→ Task objective:
Find the line containing "spray and record the coordinates." in the material below; copy that line and all following lines exactly.

[Rows from a pointing dataset]

· · · ·

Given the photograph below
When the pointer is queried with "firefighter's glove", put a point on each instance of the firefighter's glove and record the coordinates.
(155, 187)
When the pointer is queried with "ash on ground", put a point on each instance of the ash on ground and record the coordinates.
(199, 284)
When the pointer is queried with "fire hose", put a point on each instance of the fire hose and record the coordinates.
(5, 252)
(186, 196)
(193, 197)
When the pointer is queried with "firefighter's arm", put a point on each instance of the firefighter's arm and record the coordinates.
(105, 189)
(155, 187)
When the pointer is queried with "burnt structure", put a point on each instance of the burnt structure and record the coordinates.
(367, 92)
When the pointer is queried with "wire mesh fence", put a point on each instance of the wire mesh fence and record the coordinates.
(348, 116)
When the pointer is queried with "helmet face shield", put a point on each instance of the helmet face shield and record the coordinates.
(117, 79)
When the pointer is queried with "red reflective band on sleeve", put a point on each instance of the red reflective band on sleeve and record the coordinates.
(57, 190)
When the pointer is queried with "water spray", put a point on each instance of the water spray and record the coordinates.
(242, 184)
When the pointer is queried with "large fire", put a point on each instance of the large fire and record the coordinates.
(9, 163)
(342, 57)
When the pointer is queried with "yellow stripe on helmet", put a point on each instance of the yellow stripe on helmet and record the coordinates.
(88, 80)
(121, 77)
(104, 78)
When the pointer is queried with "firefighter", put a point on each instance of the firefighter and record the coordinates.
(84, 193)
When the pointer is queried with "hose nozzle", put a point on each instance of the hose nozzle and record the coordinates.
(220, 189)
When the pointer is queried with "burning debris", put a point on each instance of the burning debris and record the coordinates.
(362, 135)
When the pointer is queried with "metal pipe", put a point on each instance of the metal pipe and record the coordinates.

· · · ·

→ In response:
When the pointer is queried with "water spray", put a point on each instance of the water spray and record the coordinates.
(242, 184)
When the pointer is queried with "large fire", put a point on each instance of the large fire and record the coordinates.
(9, 163)
(342, 57)
When the pointer is queried with "yellow stripe on helmet", put a point on each instance of the yellow stripe on helmet and record the coordinates.
(88, 80)
(121, 77)
(104, 78)
When the pointer is queried with "firefighter", put a point on each instance of the firefighter and record the coordinates.
(84, 193)
When the pointer is queried with "hose nozzle", put a point on each instance of the hose nozzle and record the coordinates.
(220, 189)
When the pointer is queried with "burning debris", put a point on each instance of the burning debris and record the coordinates.
(362, 135)
When the pointer is queried with "metal pipe", put a point on each instance of the metal pipe and record the coordinates.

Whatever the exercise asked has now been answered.